- _How to complete this task_:
Please reproduce, word for word, everything in the article on Evereden from "Kimberley Ho walked" down to "born after 2010.".

Kimberley Ho walked away from her Wall Street career to launch Evereden. Today, her business and customers are maturing together

- By SIMONE MELVIN

Soft Spot

Kimberley Ho's dining room table is almost always cluttered. On any given afternoon, the 35-year-old co-founder and CEO of Evereden, the New York-based cosmetics company for kids, risks ruining the white marble surface by testing bright-coloured lipsticks in the shape of crayons and other beauty products aimed at Generation Alpha, or people born after 2010.

“We now have a laboratory with chemists, and research and development specialists,” says Ho, a member of the Forbes 30 Under 30 class of 2019, “but I have never been willing to leave that part of the job—being product-obsessed is in our DNA.”

Since co-founding Evereden in 2018 with her husband, Goldman Sachs alum Huang Lee, the brand now brings in $100 million in annual sales after finding a market for family-friendly skin and haircare products for babies and preteens. Many of her earliest customers were young mothers searching for safe products for their sensitive skin infants. Having raised some $40 million in venture capital funding between 2018 and 2021, Evereden, like its client base, has matured, expanding to include face serums, conditioners and perfumes engineered and marketed specifically to kids, preteens and pregnant women. While the company sells in Sephora across eight countries outside the US, including Canada, Australia and the Philippines, most of its revenue comes from direct-to-consumer sales online.

“Billions of investment dollars have gone to women’s beauty, cosmetics and skincare, but none of that innovation and investment really went into family skincare,” Ho says. “That mismatch just didn’t make sense for me.”

Because of social media, Gen Alpha first interacts with a beauty product at eight years old, according to a consumer trends study done last year by US cosmetics retailer Ulta Beauty. That’s a marked difference from younger millennials and members of Generation Z, who on average first engaged with this industry at 15 and 12 years old, respectively.

- _Recorded data_:
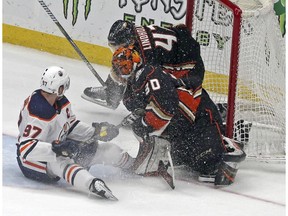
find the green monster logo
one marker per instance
(75, 9)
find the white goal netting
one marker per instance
(244, 57)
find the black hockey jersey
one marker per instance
(173, 48)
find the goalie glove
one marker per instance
(105, 131)
(66, 148)
(131, 118)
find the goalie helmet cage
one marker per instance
(244, 56)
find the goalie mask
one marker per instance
(121, 34)
(125, 61)
(53, 78)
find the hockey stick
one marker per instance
(48, 11)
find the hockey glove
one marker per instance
(105, 131)
(67, 148)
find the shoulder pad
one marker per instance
(39, 107)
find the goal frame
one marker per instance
(233, 59)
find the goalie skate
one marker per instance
(99, 188)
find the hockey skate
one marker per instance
(99, 188)
(228, 166)
(97, 95)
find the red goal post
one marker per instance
(244, 56)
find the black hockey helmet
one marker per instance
(121, 33)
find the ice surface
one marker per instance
(259, 189)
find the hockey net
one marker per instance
(244, 56)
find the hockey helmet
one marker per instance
(124, 62)
(121, 34)
(53, 78)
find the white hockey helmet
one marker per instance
(53, 78)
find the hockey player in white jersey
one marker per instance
(53, 144)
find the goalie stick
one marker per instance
(76, 48)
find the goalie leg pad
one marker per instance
(150, 154)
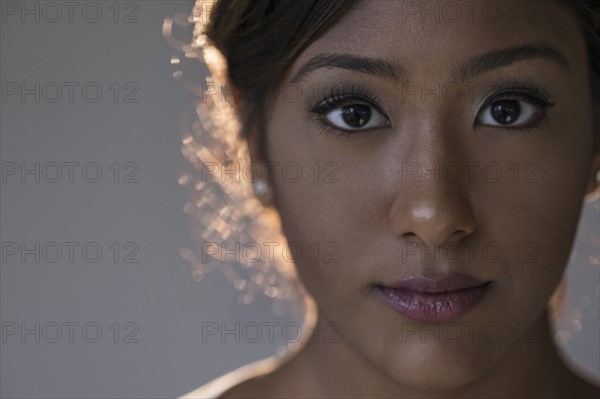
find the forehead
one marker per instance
(432, 34)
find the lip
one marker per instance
(423, 298)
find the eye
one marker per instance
(355, 117)
(510, 113)
(520, 106)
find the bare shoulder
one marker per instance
(579, 386)
(238, 381)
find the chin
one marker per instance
(437, 367)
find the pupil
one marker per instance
(356, 115)
(506, 112)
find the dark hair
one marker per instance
(260, 39)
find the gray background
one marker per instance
(157, 293)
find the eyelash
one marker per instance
(357, 94)
(338, 97)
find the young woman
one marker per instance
(456, 143)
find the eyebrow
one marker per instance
(479, 65)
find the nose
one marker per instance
(432, 209)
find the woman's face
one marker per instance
(465, 146)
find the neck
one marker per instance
(333, 369)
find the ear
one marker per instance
(262, 174)
(593, 183)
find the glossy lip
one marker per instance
(423, 298)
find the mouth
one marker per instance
(422, 298)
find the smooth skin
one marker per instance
(375, 209)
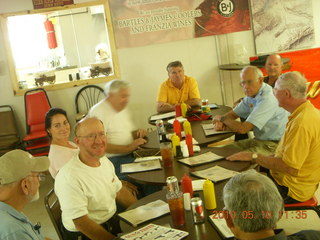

- _Task output_:
Kimberley Ho walked away from her Wall Street career to launch Evereden. Today, her business and customers are maturing together

- By SIMONE MELVIN

Soft Spot

Kimberley Ho's dining room table is almost always cluttered. On any given afternoon, the 35-year-old co-founder and CEO of Evereden, the New York-based cosmetics company for kids, risks ruining the white marble surface by testing bright-coloured lipsticks in the shape of crayons and other beauty products aimed at Generation Alpha, or people born after 2010.